AIM:
Reproduce the lines below, swapping every "target class" for "object category" and keeping all other text unchanged.

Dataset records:
►

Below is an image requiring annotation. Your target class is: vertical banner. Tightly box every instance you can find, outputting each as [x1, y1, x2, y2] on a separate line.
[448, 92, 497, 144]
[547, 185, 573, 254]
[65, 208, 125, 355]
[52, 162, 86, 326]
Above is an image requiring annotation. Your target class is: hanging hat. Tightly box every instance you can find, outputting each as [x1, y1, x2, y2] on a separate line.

◄

THE SOLUTION:
Below is an image requiring annotation. Your object category is: vertical banner. Tightly box every instance you can find, outputting each as [x1, y1, x2, y2] on a separate line.
[448, 92, 497, 144]
[547, 185, 573, 254]
[65, 208, 125, 355]
[52, 162, 86, 326]
Above is an image requiring annotation. Your object category is: hanging hat. Tightly box every instance you can find, outputting each as [x1, y1, x2, y2] on a separate line.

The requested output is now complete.